◆ Record set ◆
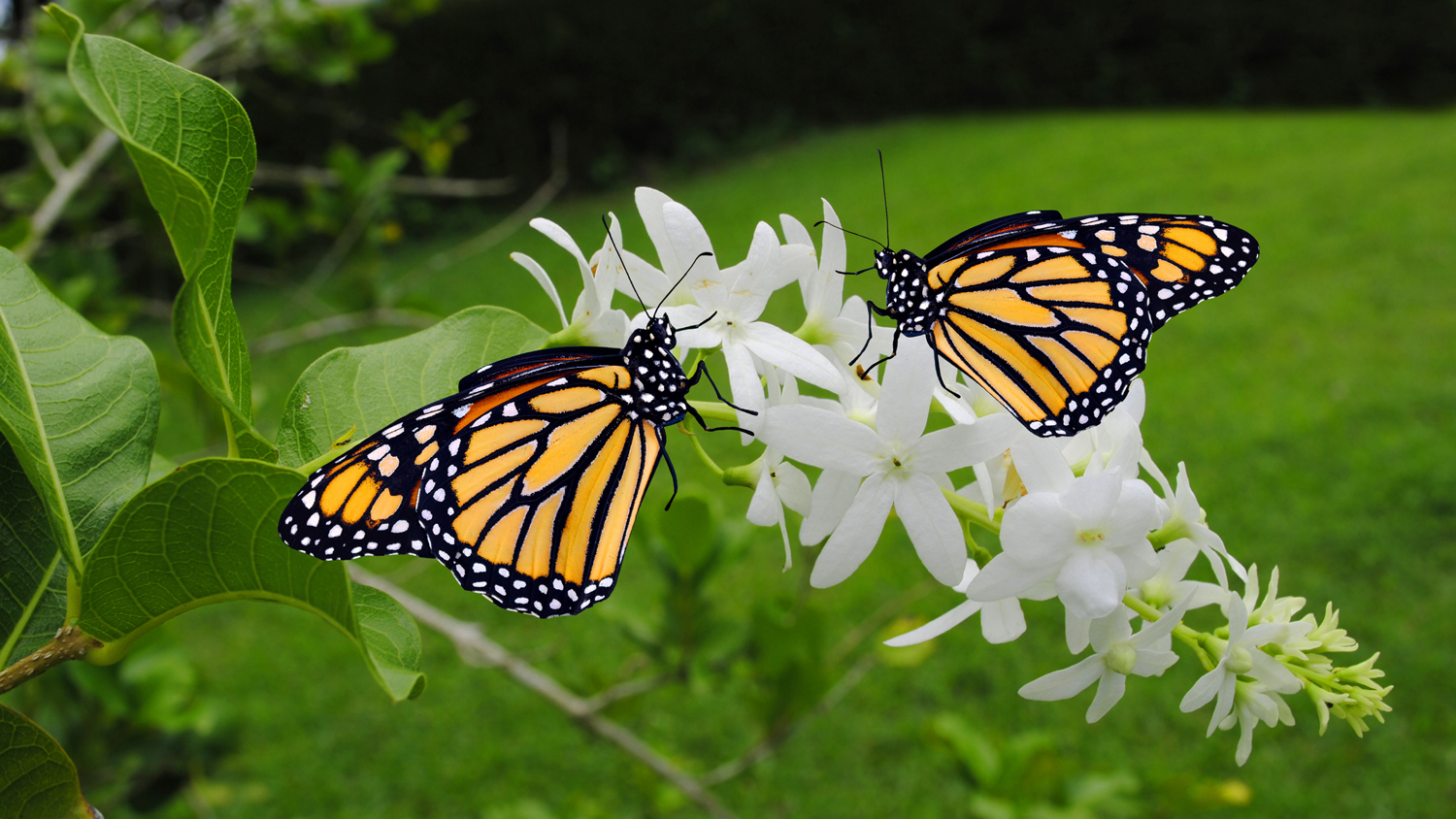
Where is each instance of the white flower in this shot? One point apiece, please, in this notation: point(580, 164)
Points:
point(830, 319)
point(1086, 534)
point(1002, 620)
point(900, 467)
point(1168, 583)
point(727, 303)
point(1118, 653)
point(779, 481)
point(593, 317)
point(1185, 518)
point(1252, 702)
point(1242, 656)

◆ Directions ◆
Every record must be duplicated exactly, except for the pictures, which are left out.

◆ Task response ◆
Where is each instance of the white flower in this shot? One point apiece, please, in this notation: point(580, 164)
Points:
point(830, 319)
point(1086, 534)
point(1002, 620)
point(900, 467)
point(1168, 583)
point(727, 303)
point(1118, 653)
point(779, 481)
point(593, 317)
point(1185, 518)
point(1252, 702)
point(1242, 656)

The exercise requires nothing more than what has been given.